→ **About this exercise**:
Search the data for the string "white", and report each line where it is found.
##########
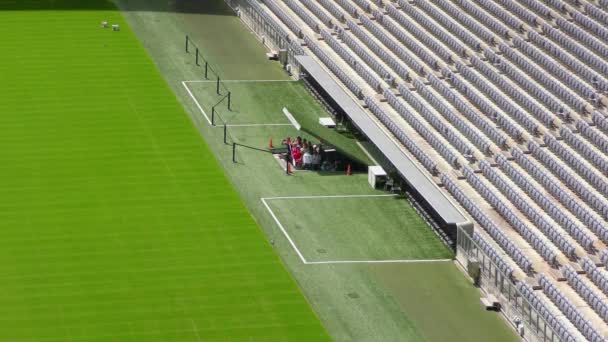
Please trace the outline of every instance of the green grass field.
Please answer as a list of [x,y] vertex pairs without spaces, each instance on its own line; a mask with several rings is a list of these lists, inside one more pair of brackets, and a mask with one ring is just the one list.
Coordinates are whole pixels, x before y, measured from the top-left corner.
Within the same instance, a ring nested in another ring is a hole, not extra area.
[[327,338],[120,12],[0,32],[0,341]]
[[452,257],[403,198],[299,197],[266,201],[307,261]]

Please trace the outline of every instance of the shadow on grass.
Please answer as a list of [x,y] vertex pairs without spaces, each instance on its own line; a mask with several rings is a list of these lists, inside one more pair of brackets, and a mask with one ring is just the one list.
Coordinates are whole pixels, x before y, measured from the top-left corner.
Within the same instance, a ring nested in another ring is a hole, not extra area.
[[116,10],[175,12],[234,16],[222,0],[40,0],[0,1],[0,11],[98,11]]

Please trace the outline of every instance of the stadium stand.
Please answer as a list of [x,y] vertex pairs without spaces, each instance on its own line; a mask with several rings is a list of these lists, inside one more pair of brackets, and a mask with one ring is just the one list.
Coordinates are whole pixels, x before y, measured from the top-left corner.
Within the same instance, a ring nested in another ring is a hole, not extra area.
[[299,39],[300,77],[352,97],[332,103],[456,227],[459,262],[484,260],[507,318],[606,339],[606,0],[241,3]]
##########
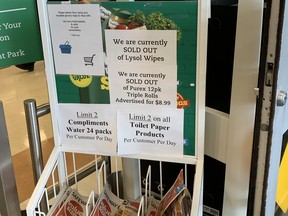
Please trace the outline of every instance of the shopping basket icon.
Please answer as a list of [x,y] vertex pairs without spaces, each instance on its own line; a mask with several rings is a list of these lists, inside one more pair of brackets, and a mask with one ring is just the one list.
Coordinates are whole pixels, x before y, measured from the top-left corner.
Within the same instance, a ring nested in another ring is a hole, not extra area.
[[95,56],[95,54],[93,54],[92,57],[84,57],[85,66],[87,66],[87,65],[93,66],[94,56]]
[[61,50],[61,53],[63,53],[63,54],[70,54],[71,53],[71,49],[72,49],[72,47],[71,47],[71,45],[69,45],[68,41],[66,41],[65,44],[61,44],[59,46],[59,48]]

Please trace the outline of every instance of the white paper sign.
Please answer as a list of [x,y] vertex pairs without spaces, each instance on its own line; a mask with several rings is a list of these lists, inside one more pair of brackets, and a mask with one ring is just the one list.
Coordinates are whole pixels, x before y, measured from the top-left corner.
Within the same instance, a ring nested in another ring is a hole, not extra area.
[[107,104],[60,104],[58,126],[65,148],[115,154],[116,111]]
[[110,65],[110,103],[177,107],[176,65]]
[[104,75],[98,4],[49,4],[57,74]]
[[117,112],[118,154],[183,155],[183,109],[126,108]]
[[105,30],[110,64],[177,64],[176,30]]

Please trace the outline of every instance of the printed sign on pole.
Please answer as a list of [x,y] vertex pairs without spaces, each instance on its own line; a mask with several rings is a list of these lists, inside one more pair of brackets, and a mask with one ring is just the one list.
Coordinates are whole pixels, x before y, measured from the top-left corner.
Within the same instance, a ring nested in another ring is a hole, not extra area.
##########
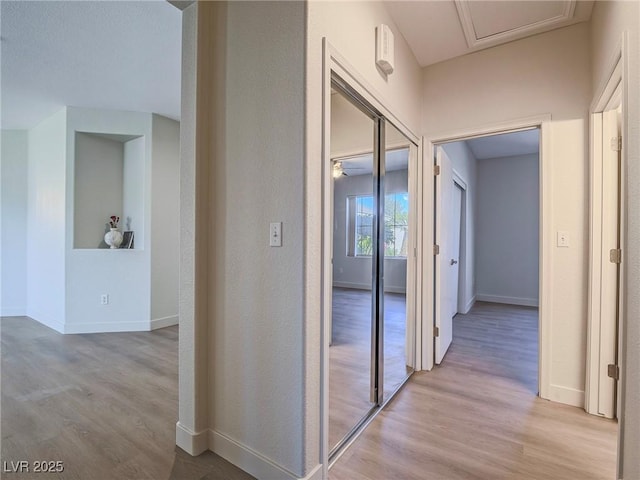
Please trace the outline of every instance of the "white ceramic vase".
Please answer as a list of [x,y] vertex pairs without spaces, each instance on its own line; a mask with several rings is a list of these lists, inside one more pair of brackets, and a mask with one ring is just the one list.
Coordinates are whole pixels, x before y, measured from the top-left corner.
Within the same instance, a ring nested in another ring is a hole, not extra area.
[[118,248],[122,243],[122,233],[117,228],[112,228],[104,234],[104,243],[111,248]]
##########
→ **Result of the task**:
Please trace the outline of every instance of the white paper sign.
Please trace the outline of every instance of the "white ceramic vase".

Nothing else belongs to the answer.